■ **Work instructions**
Every entry is to be returned exactly as it stands; the pictures are to be dropped.

——

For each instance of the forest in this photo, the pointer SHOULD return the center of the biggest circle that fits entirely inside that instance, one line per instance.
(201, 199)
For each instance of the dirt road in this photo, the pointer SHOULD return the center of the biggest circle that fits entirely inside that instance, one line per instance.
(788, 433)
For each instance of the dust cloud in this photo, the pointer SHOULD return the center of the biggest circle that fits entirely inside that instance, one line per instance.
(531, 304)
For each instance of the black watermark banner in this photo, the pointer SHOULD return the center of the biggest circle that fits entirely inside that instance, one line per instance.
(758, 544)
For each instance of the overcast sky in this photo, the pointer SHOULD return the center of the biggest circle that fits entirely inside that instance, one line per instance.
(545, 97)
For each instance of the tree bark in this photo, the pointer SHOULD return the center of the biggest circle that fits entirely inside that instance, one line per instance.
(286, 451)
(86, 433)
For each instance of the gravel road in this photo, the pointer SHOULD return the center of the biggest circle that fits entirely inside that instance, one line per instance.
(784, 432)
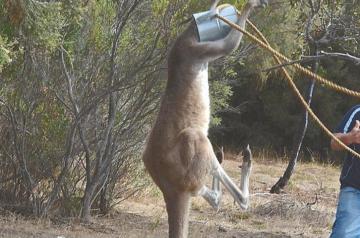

——

■ **Reply**
For each instance of the forest in this photo, the pointer SHOULD return the center of the biggest circle that fits entirely inside that instance, one line per instance.
(201, 199)
For each instance of the dirt road in this photo, the pointer SHOULD return the center of the biggest circle that fits entirely inside that instance, one line per instance.
(788, 433)
For each instance of the dust cloud in this photo, the pointer SHOULD return the center of the biggest circle that fits entirely inside that instance, one line per instance.
(531, 304)
For each instance of the black watermark banner in this photo, the pointer SHOULD return the center of the biggest circle that fits entirely inside that instance, one line per instance.
(758, 544)
For each instance of the overcast sky in this photo, the pointer SHOULD return the center of the biggest circle that fits entirely inside that instance, one line per instance.
(545, 97)
For each instance of the tree bark in this photo, the pointer SHOULD return the center of the biggest circle that fits entirely inside that instance, one line per instance.
(286, 451)
(86, 433)
For each instance of the gravel road in this photo, the pointer SHOULD return the center of the biggest circle that fits entirely inside that instance, one line per instance.
(784, 432)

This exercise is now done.